▶ Material for this task
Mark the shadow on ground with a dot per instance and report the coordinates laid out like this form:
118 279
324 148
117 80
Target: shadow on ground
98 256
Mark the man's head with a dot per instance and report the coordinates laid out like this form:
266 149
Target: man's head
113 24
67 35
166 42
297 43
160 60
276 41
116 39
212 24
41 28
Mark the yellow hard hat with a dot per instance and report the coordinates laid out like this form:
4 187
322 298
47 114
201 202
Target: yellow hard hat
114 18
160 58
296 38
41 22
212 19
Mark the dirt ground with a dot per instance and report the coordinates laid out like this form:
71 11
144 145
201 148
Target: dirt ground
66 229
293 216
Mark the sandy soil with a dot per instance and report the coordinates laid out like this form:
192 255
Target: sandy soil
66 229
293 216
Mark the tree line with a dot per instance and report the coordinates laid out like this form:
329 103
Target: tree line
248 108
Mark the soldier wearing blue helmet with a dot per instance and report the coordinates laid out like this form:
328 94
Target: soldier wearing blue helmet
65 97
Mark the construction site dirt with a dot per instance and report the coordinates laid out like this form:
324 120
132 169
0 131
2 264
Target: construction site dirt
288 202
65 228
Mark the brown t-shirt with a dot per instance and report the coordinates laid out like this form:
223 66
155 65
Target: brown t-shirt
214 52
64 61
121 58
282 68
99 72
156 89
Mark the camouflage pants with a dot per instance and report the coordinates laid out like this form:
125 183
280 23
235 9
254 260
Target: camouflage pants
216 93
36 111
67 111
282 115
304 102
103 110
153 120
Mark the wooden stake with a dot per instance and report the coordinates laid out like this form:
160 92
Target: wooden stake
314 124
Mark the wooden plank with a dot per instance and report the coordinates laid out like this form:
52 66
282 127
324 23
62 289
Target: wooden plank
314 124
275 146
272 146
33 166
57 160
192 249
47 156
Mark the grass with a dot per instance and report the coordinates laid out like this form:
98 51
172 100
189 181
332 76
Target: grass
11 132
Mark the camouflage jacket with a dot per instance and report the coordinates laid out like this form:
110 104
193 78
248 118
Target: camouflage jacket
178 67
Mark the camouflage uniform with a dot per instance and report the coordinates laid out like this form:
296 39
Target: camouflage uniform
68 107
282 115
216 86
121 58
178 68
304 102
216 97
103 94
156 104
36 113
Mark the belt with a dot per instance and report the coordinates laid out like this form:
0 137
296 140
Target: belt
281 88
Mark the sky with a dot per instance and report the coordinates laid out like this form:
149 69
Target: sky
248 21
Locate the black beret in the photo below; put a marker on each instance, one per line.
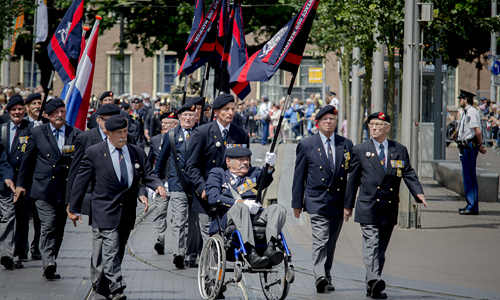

▶ Task instructions
Give the material above as a JSON list of strings, one string per line and no blank lines. Leave out the pictures.

▶ Answer for the task
[
  "Mark the shadow on ground with a dot per instance and report the coordinates laid out like this form:",
  "118 279",
  "324 148",
  "117 80",
  "Target: shadow on ground",
  "98 256",
  "Mark the man's head with a dot per instance and report the coordinates laid out like this form:",
  "266 149",
  "Target: man's head",
  "113 24",
  "67 35",
  "166 42",
  "297 43",
  "160 60",
  "276 41",
  "116 39",
  "212 24",
  "41 28",
  "Mark the yellow hard hat with a dot per instance and report the coordinates laid out like this form:",
  "4 187",
  "322 298",
  "47 114",
  "201 202",
  "Target: yellow hard hat",
  "114 18",
  "160 58",
  "296 38",
  "41 22",
  "212 19",
  "Mark the dirt ground with a dot per instance and report the coordinates laid out like this form:",
  "71 11",
  "144 145",
  "201 148",
  "Target: dirt ground",
  "66 229",
  "293 216",
  "Mark the sandy soil with a dot per instance and report the coordinates laid out like this form:",
  "192 255",
  "Target: sandy soil",
  "66 229",
  "293 216",
  "Mark the tree line with a dot per instance and report the coordinates laid out like this form:",
  "329 103",
  "Target: tree line",
  "248 108",
  "Mark the soldier wearing blue helmet with a dot per instance and report the coordinates laid out like this form:",
  "328 94",
  "Target: soldier wearing blue helmet",
  "65 97",
  "Mark the construction site dirt with a dot per instance and report the coordinates laid out like this form:",
  "324 120",
  "132 169",
  "0 131",
  "2 264",
  "Target: construction site dirt",
  "288 202",
  "65 228",
  "Mark the brown t-shirt with a dot per instance and report the coordinates laid out like this form:",
  "223 66",
  "155 65",
  "Target: brown t-shirt",
  "214 52",
  "64 61",
  "121 58",
  "282 68",
  "99 72",
  "156 89",
  "Mark the camouflage pants with a dot per instance and report the coordinates laid out like this form:",
  "125 183",
  "280 23",
  "235 9",
  "254 260",
  "Target: camouflage pants",
  "216 93",
  "36 111",
  "67 111",
  "282 115",
  "304 102",
  "103 110",
  "153 120",
  "Mark the wooden stake with a dot per instance and report the coordinates laid out like this form:",
  "160 92",
  "Target: wooden stake",
  "314 124",
  "Mark the wooden plank with a dot per instance and report the coordinates laid out like this form:",
  "52 66",
  "282 127",
  "324 23",
  "62 289",
  "Target: wooden plank",
  "314 124",
  "275 146",
  "272 146",
  "33 166",
  "57 160",
  "192 249",
  "47 156",
  "Mark the grass with a dot per instance and report the coordinates laid out like this form:",
  "98 51",
  "172 100",
  "189 181",
  "332 76",
  "Target: grass",
  "11 132",
  "Mark the camouflage jacket with a dot per instance and report the coordinates laid out like this form:",
  "110 104",
  "193 78",
  "248 118",
  "Target: camouflage jacket",
  "178 67",
  "Mark the camouflage uniform with a dot per instance and report the coordinates laid out like this form:",
  "296 39",
  "Target: camouflage uniform",
  "68 107",
  "282 115",
  "216 86",
  "121 58",
  "178 68",
  "304 102",
  "216 97",
  "103 94",
  "156 104",
  "36 113",
  "Mark the belt with a dot per instance and report the coordinates laid out like this form:",
  "0 137",
  "296 140",
  "Target: belt",
  "281 88",
  "Mark the sky with a dot per instance and report the coordinates laid out like this form:",
  "149 69",
  "Target: sky",
  "248 21",
  "Locate the black beret in the photo below; put a marker on each instance, one per line."
]